AIM OF THE EXERCISE: Copy every record that appears below, exactly as it stands.

EXTRACTED DATA:

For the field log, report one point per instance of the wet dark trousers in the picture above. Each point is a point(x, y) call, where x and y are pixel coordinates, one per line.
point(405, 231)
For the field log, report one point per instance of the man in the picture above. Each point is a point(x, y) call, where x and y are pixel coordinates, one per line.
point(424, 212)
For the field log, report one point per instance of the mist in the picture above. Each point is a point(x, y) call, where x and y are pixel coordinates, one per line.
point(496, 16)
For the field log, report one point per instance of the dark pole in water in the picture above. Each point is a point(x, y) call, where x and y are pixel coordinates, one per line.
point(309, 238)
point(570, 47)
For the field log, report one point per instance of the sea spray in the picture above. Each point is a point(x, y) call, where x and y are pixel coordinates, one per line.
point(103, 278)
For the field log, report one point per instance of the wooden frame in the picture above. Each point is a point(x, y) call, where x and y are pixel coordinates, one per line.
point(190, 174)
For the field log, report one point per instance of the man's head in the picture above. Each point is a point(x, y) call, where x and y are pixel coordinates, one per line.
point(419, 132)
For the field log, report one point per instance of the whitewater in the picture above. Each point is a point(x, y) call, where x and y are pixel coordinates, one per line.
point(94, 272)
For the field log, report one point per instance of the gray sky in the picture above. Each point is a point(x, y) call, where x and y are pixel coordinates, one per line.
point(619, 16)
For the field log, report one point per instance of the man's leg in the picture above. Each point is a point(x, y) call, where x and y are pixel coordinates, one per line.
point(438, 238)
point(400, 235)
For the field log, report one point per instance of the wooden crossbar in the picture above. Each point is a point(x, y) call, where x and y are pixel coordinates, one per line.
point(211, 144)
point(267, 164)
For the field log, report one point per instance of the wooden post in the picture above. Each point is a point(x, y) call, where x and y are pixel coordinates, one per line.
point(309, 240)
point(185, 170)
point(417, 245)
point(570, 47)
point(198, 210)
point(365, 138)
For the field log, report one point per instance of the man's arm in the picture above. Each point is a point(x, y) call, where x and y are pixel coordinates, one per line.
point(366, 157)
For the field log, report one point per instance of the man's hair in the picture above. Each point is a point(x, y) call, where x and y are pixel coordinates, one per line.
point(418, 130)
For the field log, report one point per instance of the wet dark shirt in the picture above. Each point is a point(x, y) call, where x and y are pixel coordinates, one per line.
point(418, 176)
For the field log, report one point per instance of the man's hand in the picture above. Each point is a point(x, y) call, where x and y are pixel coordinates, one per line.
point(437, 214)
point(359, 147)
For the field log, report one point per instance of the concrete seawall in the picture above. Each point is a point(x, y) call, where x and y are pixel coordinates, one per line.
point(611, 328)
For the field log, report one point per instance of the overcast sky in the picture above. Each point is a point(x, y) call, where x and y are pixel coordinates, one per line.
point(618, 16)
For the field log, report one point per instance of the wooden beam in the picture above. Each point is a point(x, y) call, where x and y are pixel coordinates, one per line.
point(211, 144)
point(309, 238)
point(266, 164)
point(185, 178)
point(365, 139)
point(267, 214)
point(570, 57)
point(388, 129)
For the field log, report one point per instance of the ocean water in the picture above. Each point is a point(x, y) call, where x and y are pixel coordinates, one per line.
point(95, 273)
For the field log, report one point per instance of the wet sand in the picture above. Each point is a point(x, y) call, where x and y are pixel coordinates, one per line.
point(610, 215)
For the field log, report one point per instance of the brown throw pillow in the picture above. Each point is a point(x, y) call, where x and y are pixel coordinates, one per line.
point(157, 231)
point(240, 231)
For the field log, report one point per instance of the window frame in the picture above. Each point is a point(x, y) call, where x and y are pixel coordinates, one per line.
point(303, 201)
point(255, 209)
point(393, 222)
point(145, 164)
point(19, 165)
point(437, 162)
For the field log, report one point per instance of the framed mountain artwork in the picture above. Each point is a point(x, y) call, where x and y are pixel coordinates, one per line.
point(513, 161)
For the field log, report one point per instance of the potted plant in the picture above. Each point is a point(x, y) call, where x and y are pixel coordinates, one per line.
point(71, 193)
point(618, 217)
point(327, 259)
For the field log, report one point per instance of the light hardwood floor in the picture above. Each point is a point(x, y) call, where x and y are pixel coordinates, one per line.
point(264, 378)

EXERCISE SOLUTION:
For the field log, report one point per instance of the wet dark trousers in the picture above. Each point is a point(x, y) call, where x and y are pixel coordinates, one per line.
point(405, 231)
For the field log, report one point per instance of the man in the picture above. Each point is a point(x, y) call, where x and y are pixel coordinates, one per line.
point(424, 212)
For the field log, report one point per instance of the mist in the picture above. Each point is a point(x, y) call, where x and y are pixel coordinates, one per line.
point(496, 16)
For the field log, report one point per instance of the dark pole in water in the picture above. Each point is a point(x, y) call, where x and y are pixel coordinates, one per line.
point(309, 238)
point(570, 47)
For the field log, report one point per instance of the sea spray in the picture above. Each point is a point(x, y) call, where x and y are pixel coordinates, one per line.
point(103, 278)
For the field log, report one point per instance of the wooden frame in the picture above. Each point is a point(x, y) call, where x and y are pixel coordinates, one per line.
point(190, 174)
For the field log, report one point per instance of the man's head in the picture above. Each point is a point(x, y) call, where x and y are pixel coordinates, one per line.
point(419, 132)
For the field log, report one point per instance of the whitewater in the picture above. Each point is a point(x, y) call, where x and y are pixel coordinates, one per line.
point(94, 272)
For the field log, report one point per instance of the gray sky in the picture above. Each point is a point(x, y) call, where x and y are pixel coordinates, one per line.
point(619, 16)
For the field log, report one point per instance of the man's leg in the picture above. Each point is a point(x, y) call, where x and y are pixel coordinates, one per line.
point(438, 238)
point(400, 235)
For the field log, report one point per instance of the wooden crossbar in the picture above. Each point is a point(x, y) call, where x and y are pixel coordinates, one per line.
point(211, 144)
point(267, 164)
For the field log, report one point per instance of the wooden post in the picture above. Each point is a point(x, y) call, where x and y are pixel coordinates, one per line.
point(309, 240)
point(185, 170)
point(417, 245)
point(570, 47)
point(198, 210)
point(365, 138)
For the field log, report one point per instance of the man's arm in the picture above. Each point is a point(x, y) call, where x and y are pixel coordinates, one per line.
point(366, 157)
For the field log, report one point per instance of the man's hair in the picture above. Each point is a point(x, y) call, where x and y are pixel coordinates, one per line.
point(418, 130)
For the field log, report one point per instance of the wet dark shirt in the picture above. Each point is a point(x, y) call, where x and y are pixel coordinates, one per line.
point(418, 176)
For the field log, report one point per instance of the man's hand in the picture above. Each point is a point(x, y) call, where x and y are pixel coordinates, one per line.
point(437, 214)
point(359, 147)
For the field log, report one point per instance of the concrete seawall in the picture above. Each point is a point(x, y) call, where x and y are pixel coordinates, one per line.
point(611, 328)
For the field log, report one point per instance of the overcast sky in the picture above. Each point is a point(x, y) call, where x and y are pixel coordinates, one per line.
point(618, 16)
For the field log, report one point per instance of the wooden beam in the picture above. Each point is a point(x, y) call, where x and y are pixel coordinates, one per line.
point(211, 144)
point(309, 238)
point(266, 164)
point(185, 178)
point(365, 139)
point(267, 214)
point(570, 57)
point(388, 129)
For the field log, report one point per instance of the ocean water in the picture above. Each point is a point(x, y) call, where x and y are pixel coordinates, one per line.
point(95, 273)
For the field log, report one point per instance of the wet sand in the picture above. Each point is a point(x, y) call, where x and y are pixel coordinates, one per line.
point(610, 215)
For the field log, report one point per instance of the brown throw pillow in the picture above. Each point is a point(x, y) call, where x and y are pixel coordinates, one per line.
point(157, 231)
point(240, 231)
For the field log, report one point per instance of the window frame in the picture above. Each point is a point(x, y) call, where x and y are pixel coordinates, one per line.
point(303, 201)
point(255, 209)
point(393, 222)
point(145, 164)
point(19, 165)
point(437, 162)
For the field log, report one point per instance of the framed mountain artwork in the picture above. Each point is a point(x, y) call, where x and y are pixel coordinates, one per line.
point(513, 161)
For the field log, report one point per instance of the potted plant in the picture above. Each point is a point(x, y) call, where x and y are pixel coordinates, one per line.
point(71, 193)
point(618, 217)
point(327, 259)
For the field log, report one point per instance of the light hardwood floor in the picture above. Each point is a point(x, y) call, where x and y are pixel coordinates, one per line.
point(264, 378)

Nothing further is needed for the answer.